Your objective
Report every line in the records below that contains the word "player", copying each such line in full.

(Stored items from a collection)
┌────────
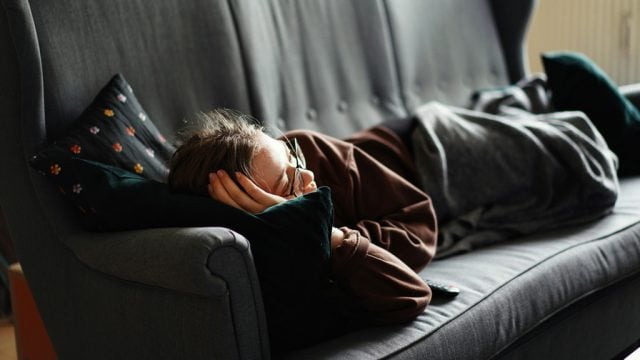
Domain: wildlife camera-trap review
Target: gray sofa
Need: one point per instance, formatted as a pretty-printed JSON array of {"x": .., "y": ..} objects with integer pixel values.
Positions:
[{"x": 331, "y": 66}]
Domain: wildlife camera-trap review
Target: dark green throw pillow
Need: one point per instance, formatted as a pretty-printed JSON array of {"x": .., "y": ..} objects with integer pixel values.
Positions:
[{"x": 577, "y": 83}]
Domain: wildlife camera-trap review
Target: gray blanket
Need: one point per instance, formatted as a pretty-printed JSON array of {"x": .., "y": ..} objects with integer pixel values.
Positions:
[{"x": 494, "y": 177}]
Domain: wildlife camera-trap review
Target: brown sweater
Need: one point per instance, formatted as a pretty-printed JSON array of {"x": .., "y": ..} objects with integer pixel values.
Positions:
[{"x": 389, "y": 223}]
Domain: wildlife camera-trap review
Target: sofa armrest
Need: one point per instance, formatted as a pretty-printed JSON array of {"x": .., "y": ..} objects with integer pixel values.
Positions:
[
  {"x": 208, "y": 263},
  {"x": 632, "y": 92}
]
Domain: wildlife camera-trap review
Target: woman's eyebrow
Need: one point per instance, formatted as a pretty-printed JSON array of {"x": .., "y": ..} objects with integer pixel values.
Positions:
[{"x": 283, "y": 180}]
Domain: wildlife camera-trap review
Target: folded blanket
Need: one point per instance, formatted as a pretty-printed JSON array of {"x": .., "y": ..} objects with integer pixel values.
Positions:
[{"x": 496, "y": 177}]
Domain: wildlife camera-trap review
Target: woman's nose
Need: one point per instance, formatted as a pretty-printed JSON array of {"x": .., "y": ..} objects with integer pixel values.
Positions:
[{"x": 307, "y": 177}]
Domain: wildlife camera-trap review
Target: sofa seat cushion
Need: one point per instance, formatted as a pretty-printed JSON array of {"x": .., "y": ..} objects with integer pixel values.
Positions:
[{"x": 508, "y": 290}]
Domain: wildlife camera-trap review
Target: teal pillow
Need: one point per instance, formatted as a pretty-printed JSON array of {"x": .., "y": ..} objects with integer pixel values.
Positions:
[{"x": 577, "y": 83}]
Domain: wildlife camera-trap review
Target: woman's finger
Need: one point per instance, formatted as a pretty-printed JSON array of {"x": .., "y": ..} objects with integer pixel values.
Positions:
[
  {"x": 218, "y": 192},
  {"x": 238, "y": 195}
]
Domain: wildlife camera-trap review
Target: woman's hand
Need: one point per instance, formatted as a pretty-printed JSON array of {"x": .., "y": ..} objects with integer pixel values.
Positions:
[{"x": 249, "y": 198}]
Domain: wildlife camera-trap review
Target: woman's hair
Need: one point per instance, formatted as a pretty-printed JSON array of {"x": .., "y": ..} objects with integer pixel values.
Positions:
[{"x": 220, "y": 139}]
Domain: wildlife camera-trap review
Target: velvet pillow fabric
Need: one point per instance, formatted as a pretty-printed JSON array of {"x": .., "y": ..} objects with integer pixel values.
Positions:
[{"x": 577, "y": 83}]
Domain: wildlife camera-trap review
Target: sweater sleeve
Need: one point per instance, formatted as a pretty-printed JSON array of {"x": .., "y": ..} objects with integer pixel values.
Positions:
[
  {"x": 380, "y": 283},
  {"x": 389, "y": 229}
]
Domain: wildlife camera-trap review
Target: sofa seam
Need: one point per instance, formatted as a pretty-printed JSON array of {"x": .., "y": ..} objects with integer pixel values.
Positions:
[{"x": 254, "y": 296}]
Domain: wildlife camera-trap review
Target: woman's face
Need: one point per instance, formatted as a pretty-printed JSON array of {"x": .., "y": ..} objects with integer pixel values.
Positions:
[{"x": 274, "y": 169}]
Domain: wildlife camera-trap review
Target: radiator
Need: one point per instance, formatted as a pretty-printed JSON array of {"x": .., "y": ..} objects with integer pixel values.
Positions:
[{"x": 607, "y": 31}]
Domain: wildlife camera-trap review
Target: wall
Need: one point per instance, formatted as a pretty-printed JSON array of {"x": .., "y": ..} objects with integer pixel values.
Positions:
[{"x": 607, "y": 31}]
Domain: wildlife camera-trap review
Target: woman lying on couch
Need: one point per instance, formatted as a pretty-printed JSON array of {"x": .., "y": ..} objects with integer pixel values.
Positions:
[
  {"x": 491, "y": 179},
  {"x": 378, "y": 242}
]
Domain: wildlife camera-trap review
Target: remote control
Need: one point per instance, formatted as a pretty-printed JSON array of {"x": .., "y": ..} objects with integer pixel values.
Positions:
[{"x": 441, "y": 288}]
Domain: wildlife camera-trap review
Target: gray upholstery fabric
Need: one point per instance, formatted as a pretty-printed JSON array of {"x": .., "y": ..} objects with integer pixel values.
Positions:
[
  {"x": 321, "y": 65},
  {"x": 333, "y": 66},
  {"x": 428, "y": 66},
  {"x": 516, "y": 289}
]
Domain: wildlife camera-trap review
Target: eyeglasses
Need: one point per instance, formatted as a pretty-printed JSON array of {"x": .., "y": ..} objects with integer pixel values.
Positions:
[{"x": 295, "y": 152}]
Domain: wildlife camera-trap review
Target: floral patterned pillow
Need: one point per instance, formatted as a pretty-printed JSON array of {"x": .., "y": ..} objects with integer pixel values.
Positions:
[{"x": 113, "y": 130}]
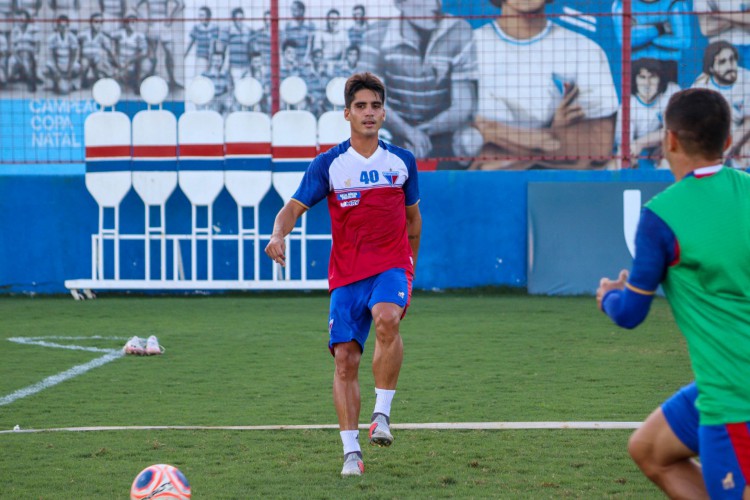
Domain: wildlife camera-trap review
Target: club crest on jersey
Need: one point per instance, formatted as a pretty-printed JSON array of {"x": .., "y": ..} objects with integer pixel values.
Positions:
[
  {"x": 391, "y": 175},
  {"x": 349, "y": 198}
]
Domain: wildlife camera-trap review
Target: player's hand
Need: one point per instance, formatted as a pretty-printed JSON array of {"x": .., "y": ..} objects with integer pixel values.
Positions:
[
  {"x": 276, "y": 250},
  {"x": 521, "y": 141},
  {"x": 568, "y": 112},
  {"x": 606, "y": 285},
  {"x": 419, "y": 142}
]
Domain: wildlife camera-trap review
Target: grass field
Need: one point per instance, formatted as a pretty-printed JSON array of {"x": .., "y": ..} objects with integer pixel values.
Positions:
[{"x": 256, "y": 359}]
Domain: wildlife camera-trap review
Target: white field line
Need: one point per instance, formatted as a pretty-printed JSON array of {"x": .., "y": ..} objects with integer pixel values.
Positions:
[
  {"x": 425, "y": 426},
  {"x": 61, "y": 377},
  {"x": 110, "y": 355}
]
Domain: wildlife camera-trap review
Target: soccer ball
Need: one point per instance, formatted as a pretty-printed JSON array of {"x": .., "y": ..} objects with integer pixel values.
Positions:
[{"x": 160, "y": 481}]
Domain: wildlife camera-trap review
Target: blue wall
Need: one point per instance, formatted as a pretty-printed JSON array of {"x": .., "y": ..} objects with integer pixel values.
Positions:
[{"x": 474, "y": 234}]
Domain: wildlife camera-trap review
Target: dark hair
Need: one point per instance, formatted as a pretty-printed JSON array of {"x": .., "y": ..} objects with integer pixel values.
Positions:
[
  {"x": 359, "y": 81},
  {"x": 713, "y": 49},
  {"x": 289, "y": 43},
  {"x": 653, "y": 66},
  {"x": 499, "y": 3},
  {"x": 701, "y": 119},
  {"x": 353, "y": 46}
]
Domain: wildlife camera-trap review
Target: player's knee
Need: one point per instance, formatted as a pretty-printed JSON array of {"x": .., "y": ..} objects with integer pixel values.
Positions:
└────────
The completed task
Target: player's hand
Target: player's knee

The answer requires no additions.